## START Passage given
The government has projected FY26 fiscal deficit at INR 15.585 trillion in absolute terms. In other words, if the government wants to meet the 4.4% fiscal deficit target, it will have to cut the deficit by another INR 384.32 billion in absolute terms.
The Ministry of Statistics and Programme Implementation on Friday released the new GDP series data with FY23 as the base year, replacing FY12. This was the first major overhaul of the country's national accounts in over a decade. An outdated base year was a key criticism of India's national accounts by the International Monetary Fund. The last time India overhauled its GDP series was in 2015 when the base year was changed to FY12 from FY05.
As such, fiscal deficit for the current financial year is now seen at 4.51%, breaching the end goal of the fiscal consolidation roadmap assumed in FY22 Budget by a hair. The government had in FY22 Budget laid down a path to cut fiscal deficit to less than 4.5% of GDP by FY26.
In the new data series released Friday, the government also revised the nominal GDP estimate for FY25, FY24, and FY23. In each of the cases, the fiscal deficit--as a percentage of GDP--has gone up due to lower nominal GDP in absolute terms. The fiscal deficit for the last three fiscals has gone up by 15 bps, 11 bps, and 25 bps, respectively, to 5.0%, 5.7%, and 6.7%.
## END Passage given
## START Record extracts
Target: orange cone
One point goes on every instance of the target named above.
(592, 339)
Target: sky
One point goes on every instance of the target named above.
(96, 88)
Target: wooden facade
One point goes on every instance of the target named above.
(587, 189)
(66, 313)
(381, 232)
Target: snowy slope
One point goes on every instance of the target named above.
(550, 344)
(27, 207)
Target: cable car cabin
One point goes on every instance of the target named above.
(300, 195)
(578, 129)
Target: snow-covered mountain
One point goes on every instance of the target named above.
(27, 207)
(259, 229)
## END Record extracts
From the passage on India's fiscal deficit and new GDP series, extract the text between "The Ministry of" and "FY12 from FY05.", inclusive.

Result:
The Ministry of Statistics and Programme Implementation on Friday released the new GDP series data with FY23 as the base year, replacing FY12. This was the first major overhaul of the country's national accounts in over a decade. An outdated base year was a key criticism of India's national accounts by the International Monetary Fund. The last time India overhauled its GDP series was in 2015 when the base year was changed to FY12 from FY05.